═══ EXERCISE DATA

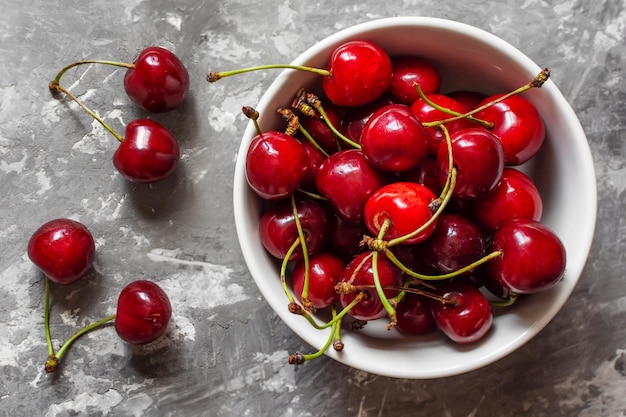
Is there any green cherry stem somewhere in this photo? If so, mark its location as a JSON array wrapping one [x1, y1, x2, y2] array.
[[422, 68, 550, 127], [206, 64, 330, 83]]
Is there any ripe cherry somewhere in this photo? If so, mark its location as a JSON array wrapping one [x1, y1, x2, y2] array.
[[365, 182, 436, 244], [322, 40, 392, 107], [28, 218, 96, 284], [396, 293, 437, 335], [115, 280, 172, 345], [317, 149, 389, 222], [485, 219, 566, 294], [339, 252, 402, 321], [430, 281, 493, 344], [113, 119, 180, 183], [246, 131, 310, 200], [292, 251, 346, 309], [475, 94, 546, 165], [361, 104, 430, 172], [259, 197, 329, 260], [124, 46, 189, 113], [437, 127, 504, 198], [470, 167, 543, 233], [387, 56, 441, 106]]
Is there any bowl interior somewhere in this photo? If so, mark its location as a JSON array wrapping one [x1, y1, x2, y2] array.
[[234, 17, 597, 379]]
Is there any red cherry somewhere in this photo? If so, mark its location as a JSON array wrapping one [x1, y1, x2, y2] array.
[[430, 281, 493, 344], [470, 168, 543, 233], [361, 104, 429, 172], [322, 40, 392, 107], [246, 131, 310, 200], [115, 280, 172, 345], [124, 46, 189, 113], [28, 218, 96, 284], [437, 127, 504, 198], [475, 94, 546, 165], [395, 293, 437, 335], [259, 197, 329, 260], [485, 219, 566, 294], [365, 182, 437, 244], [317, 149, 389, 222], [339, 252, 402, 321], [411, 94, 476, 155], [292, 252, 346, 309], [113, 119, 180, 183], [387, 56, 441, 106]]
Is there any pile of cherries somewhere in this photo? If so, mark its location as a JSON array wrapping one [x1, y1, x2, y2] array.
[[207, 40, 566, 364], [28, 46, 189, 373]]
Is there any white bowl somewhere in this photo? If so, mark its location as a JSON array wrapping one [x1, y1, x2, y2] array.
[[234, 17, 597, 379]]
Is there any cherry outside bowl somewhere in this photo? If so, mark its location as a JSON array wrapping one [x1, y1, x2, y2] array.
[[234, 17, 597, 379]]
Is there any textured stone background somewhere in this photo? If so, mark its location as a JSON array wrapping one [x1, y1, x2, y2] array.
[[0, 0, 626, 417]]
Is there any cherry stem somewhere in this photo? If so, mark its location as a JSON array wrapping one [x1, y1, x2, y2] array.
[[48, 80, 124, 142], [241, 106, 263, 135], [291, 194, 315, 312], [372, 219, 398, 330], [422, 68, 550, 127], [413, 83, 493, 130], [206, 64, 330, 83], [489, 292, 518, 307]]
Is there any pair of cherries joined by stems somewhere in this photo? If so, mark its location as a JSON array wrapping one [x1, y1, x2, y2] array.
[[28, 218, 172, 373], [48, 46, 189, 183], [207, 40, 566, 364]]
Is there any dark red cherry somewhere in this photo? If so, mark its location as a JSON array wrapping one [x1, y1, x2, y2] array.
[[246, 131, 310, 200], [411, 94, 477, 155], [470, 167, 543, 233], [317, 149, 389, 222], [485, 219, 566, 294], [322, 40, 392, 107], [437, 127, 504, 198], [475, 94, 546, 165], [365, 182, 437, 244], [430, 281, 493, 344], [420, 213, 486, 273], [361, 104, 429, 172], [387, 56, 441, 106], [292, 252, 346, 309], [28, 218, 96, 284], [113, 119, 180, 183], [395, 293, 437, 335], [115, 280, 172, 345], [124, 46, 189, 113], [339, 252, 402, 321], [259, 197, 329, 260]]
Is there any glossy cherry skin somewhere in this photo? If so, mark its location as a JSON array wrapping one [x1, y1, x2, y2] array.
[[115, 280, 172, 345], [475, 94, 546, 166], [395, 293, 437, 335], [387, 56, 441, 106], [411, 94, 477, 155], [420, 213, 486, 273], [437, 127, 504, 199], [430, 281, 493, 344], [124, 46, 189, 113], [259, 197, 329, 260], [113, 119, 180, 183], [365, 182, 437, 245], [28, 218, 96, 284], [361, 104, 429, 172], [322, 40, 392, 107], [317, 149, 389, 222], [485, 219, 566, 294], [339, 252, 402, 321], [470, 167, 543, 233], [291, 252, 346, 309], [246, 131, 310, 200]]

══════

Copy the items from the start through the line containing "[[422, 68, 550, 127], [206, 64, 330, 83]]", changing "green cherry stem" to "pale green stem" and leaving everything else the same. Leave the pictures out.

Is there any pale green stem somewhere in this photo? If so, mark its location as a JSON array wrapping one [x1, y1, x2, y2] array.
[[422, 68, 550, 127], [206, 64, 330, 83]]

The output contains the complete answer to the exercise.